Brazil–Libya relations are the bilateral relations between Brazil and Libya. The two countries are members of the Group of 77 and the United Nations.

==History==
Brazil opened its embassy in Tripoli in 1974. Throughout the 1970s, the relationship focused on economic and commercial cooperation. With Libya's growing international isolation in the 1980s and 1990s, bilateral relations lost momentum. Rapprochement began in the 2000s, following the lifting of United Nations sanctions. In 1992, United Nations Security Council came into force in Brazil, and Brazil downgraded its representation in Tripoli to a chargé d’affaires. In 2000, however, Brazil reappointed an ambassador to Libya. In 2001, General Mustafa al-Kharubi, a special envoy of Colonel Muammar Gaddafi, visited Brazil. Than same year, Senator Ney Suassuna visited Libya and delivered a letter from President Fernando Henrique Cardoso to Gaddafi.

## Given material

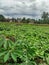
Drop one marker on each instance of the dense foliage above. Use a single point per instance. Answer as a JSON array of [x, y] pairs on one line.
[[24, 44]]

## Required actions
a: Which people does the passage on Brazil–Libya relations name? List every one.
b: Answer these questions from the passage on Brazil–Libya relations:
(i) Which two bodies are both countries members of?
(ii) In what year did Brazil open its embassy in Tripoli?
(iii) What did Senator Ney Suassuna deliver to Gaddafi?

## Completed exercise
a:
Mustafa al-Kharubi
Muammar Gaddafi
Ney Suassuna
Fernando Henrique Cardoso

b:
(i) The Group of 77 and the United Nations.
(ii) 1974.
(iii) A letter from President Fernando Henrique Cardoso.